*Problem*:
Only the lines from the one with "Pinpoint every instance of dark tiled" through the last belong in the output; print them exactly as given below.

*** Opening of Source records ***

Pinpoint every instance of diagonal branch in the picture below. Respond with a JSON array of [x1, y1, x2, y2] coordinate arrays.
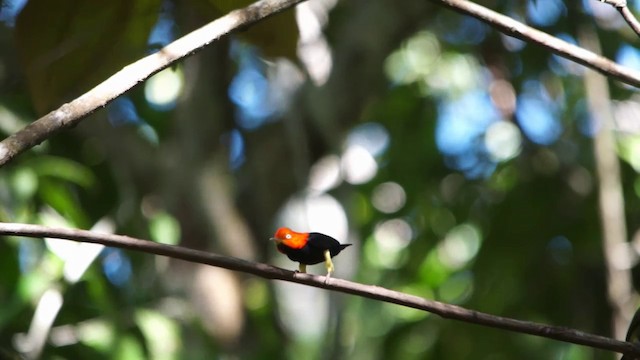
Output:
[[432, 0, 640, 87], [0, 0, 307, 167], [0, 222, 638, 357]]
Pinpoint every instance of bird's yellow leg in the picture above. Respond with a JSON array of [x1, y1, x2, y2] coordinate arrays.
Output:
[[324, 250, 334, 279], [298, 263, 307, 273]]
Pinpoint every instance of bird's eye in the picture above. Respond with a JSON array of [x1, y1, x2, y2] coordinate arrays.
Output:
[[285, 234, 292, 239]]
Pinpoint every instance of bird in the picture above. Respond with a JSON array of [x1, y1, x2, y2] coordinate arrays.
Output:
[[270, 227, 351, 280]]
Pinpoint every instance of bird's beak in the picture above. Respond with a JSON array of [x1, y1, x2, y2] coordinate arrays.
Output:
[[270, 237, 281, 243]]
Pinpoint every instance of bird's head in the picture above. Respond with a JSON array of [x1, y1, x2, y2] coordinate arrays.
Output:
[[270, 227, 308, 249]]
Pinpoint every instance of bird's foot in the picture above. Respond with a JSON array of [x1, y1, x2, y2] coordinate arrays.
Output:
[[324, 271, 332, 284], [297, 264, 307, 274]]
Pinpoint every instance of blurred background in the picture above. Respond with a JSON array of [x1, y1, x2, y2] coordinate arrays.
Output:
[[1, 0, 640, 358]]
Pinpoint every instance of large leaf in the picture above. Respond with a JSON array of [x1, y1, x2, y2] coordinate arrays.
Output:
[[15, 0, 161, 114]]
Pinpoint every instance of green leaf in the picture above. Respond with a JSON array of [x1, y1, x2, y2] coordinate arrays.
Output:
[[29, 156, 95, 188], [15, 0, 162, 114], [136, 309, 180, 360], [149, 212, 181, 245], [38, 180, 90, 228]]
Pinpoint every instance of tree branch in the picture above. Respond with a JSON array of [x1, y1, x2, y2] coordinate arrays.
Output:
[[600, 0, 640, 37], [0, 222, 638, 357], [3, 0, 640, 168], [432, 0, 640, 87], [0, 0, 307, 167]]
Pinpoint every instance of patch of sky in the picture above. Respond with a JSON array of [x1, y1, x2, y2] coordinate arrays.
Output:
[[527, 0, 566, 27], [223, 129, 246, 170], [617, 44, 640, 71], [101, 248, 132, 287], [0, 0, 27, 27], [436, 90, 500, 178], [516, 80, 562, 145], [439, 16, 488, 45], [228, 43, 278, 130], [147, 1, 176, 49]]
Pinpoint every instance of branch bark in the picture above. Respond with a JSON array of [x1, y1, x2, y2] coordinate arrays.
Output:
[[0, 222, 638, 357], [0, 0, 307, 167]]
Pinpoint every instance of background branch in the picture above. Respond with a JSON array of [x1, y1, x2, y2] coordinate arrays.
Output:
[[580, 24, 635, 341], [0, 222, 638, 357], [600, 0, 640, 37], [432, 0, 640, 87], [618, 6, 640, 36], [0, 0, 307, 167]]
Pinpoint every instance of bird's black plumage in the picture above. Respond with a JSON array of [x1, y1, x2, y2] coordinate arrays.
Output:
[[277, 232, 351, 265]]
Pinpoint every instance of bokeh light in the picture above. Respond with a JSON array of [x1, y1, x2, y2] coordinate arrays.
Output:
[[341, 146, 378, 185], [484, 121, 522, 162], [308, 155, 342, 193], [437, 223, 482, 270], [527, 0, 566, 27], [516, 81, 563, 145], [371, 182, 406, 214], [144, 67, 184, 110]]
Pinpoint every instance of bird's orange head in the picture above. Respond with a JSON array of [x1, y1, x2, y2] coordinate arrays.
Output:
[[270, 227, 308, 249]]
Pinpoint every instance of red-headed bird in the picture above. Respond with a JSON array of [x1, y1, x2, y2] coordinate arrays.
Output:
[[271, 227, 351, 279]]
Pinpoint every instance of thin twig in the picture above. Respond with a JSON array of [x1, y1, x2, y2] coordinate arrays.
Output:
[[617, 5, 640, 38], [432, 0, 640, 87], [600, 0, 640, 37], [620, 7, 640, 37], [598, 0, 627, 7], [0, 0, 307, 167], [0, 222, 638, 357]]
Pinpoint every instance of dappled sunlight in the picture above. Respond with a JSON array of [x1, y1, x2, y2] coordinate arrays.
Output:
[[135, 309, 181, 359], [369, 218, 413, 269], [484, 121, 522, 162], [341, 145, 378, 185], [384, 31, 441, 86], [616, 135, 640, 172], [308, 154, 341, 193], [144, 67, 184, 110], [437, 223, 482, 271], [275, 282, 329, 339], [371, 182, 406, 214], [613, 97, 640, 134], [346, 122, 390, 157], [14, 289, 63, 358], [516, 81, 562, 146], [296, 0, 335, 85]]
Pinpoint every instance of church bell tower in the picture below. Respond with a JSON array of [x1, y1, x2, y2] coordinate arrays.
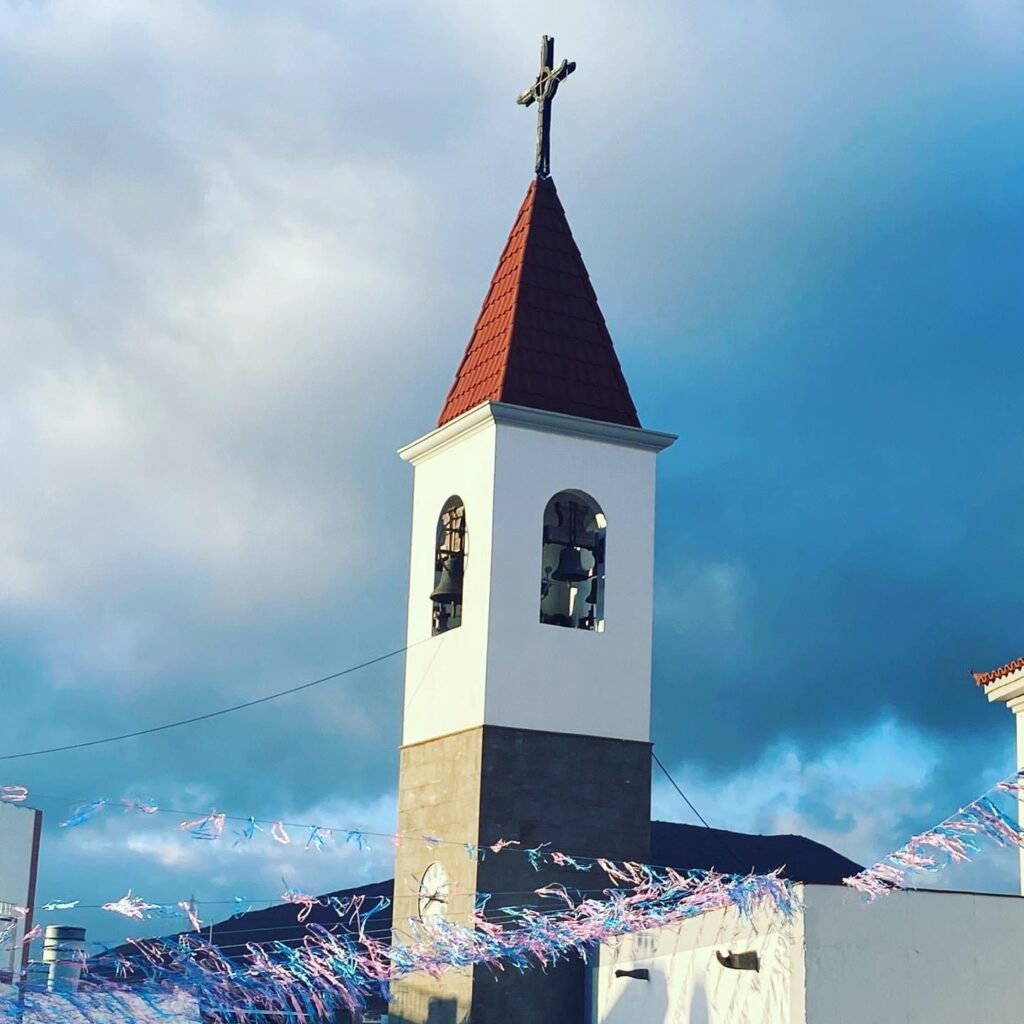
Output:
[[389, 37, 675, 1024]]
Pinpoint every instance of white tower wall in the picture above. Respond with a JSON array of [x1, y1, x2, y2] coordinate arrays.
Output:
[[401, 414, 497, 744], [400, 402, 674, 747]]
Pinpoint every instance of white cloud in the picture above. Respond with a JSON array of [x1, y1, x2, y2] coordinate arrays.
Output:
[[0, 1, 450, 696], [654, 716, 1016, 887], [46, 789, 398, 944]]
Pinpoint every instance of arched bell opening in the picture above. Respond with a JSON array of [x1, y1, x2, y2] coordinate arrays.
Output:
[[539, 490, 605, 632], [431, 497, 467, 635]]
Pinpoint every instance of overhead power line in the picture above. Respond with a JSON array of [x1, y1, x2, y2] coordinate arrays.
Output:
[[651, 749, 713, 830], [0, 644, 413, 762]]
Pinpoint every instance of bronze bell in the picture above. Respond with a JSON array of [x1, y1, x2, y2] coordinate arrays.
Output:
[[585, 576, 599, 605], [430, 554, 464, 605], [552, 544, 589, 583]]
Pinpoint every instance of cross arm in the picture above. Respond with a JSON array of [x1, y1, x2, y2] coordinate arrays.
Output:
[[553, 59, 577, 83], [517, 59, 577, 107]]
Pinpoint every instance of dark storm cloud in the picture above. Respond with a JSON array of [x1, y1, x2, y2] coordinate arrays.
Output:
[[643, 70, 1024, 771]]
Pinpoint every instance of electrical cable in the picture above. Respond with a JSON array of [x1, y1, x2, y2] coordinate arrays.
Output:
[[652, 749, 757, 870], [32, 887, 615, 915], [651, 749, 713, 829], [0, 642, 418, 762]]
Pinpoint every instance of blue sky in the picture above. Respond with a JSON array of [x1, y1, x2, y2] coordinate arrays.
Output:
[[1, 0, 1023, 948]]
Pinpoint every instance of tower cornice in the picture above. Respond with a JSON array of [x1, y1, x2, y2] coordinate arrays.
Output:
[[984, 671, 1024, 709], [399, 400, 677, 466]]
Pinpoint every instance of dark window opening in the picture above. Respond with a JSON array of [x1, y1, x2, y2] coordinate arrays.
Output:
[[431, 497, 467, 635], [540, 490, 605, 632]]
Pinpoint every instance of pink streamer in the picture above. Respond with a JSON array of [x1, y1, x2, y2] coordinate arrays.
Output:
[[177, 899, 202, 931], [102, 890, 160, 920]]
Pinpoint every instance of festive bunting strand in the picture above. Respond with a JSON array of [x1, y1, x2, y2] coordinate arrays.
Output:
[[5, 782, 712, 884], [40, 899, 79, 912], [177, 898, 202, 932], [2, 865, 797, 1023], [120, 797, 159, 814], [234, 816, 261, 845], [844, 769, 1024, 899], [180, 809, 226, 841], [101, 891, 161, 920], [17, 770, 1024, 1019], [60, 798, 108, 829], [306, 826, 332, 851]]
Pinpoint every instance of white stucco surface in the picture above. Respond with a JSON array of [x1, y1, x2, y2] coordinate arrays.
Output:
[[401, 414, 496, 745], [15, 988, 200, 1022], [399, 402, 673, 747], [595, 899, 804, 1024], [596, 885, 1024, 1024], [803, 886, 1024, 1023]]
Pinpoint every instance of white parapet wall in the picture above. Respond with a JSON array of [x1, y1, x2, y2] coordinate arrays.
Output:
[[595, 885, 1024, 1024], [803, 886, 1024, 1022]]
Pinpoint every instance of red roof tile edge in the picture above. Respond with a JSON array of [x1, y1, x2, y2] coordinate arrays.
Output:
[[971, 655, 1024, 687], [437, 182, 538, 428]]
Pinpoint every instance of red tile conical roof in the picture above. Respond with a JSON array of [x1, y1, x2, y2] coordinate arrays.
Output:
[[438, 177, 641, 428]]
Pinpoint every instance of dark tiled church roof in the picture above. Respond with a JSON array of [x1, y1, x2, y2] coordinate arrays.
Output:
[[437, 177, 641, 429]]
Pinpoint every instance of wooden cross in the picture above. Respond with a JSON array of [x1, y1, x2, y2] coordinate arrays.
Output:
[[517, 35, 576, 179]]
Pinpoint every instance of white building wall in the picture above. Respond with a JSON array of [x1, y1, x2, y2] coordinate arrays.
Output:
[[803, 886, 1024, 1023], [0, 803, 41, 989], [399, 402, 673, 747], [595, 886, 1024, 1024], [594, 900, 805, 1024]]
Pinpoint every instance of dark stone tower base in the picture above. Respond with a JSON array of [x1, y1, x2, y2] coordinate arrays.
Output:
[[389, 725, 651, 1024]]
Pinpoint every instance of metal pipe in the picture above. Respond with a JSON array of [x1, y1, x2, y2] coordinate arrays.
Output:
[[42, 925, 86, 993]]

*** Close of Source records ***

*Exercise solution*:
Pinpoint every instance of dark tiled church roof in the picture above. Respond with a JSON array of [x1, y1, x2, y2] coordinate arrays.
Output:
[[437, 177, 641, 429]]
Pinpoint every instance of wooden cross in the picture above. Respond with a JSON array of [x1, y1, x2, y2] coordinate arrays.
Output:
[[517, 35, 576, 179]]
Pinpoint every instance of white building wall in the picture above. Respond with a JSON array of [x1, y1, x2, y2] coordinate arrays.
Output:
[[803, 886, 1024, 1023], [0, 803, 41, 989], [399, 402, 673, 747], [595, 886, 1024, 1024], [594, 900, 805, 1024]]
Pinpoint every instance of dark stone tower base in the picture above. Respond with a JSON array of [x1, y1, x2, y2] coordinate arrays.
Output:
[[389, 725, 651, 1024]]
Pinpoint every instance of metal pipe in the picture above. Respond with a JSON array of [x1, y1, x2, y2] coordinate arrays.
Output:
[[42, 925, 86, 993]]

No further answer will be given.